** INSTRUÇÕES DE TRABALHO **
Pode transformar em uma tabela Markdown apenas as linhas dos dados que começam na que contém "of the **gray" e terminam na que contém "Query: **gray boulder**", com as colunas Nº e Linha, numerando cada uma e deixando de fora as linhas em branco?

** LINHAS DE DADOS **
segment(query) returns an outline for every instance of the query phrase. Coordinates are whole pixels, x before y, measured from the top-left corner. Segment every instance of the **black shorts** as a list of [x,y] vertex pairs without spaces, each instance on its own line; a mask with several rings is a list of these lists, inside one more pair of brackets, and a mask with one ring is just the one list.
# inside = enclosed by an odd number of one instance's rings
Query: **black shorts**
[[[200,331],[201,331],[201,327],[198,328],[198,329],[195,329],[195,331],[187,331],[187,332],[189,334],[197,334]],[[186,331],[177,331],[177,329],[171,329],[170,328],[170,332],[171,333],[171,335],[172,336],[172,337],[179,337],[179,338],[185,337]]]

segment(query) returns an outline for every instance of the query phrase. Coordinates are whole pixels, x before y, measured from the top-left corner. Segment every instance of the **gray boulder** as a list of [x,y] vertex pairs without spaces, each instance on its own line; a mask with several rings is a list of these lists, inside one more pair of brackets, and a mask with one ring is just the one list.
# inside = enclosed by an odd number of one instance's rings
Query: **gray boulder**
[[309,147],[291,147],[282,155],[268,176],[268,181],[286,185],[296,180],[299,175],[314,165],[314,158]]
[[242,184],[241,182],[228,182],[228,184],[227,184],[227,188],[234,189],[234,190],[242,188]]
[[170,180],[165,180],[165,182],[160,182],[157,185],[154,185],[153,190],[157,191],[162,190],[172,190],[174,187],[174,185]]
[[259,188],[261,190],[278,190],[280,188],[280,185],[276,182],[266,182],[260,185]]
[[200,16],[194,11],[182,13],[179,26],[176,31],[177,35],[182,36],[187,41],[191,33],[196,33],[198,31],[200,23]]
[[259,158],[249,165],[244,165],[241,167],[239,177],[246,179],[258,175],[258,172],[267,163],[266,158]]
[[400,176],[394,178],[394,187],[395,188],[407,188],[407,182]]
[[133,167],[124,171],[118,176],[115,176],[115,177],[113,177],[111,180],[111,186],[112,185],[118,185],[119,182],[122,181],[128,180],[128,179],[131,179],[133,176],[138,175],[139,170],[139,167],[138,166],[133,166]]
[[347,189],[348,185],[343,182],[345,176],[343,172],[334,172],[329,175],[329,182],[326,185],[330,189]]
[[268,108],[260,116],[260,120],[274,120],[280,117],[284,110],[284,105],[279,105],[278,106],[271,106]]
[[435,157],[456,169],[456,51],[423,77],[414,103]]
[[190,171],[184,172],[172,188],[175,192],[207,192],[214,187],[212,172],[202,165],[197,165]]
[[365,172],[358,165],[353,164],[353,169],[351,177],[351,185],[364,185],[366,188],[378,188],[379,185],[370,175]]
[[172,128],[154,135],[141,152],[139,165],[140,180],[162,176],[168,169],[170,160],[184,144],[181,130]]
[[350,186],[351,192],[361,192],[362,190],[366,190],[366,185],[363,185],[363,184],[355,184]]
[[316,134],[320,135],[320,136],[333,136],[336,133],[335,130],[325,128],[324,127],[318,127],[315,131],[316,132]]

** SOLUÇÃO DO PROBLEMA **
| Nº | Linha |
|---|---|
| 1 | segment(query) returns an outline for every instance of the query phrase. Coordinates are whole pixels, x before y, measured from the top-left corner. Segment every instance of the **gray boulder** as a list of [x,y] vertex pairs without spaces, each instance on its own line; a mask with several rings is a list of these lists, inside one more pair of brackets, and a mask with one ring is just the one list. |
| 2 | # inside = enclosed by an odd number of one instance's rings |
| 3 | Query: **gray boulder** |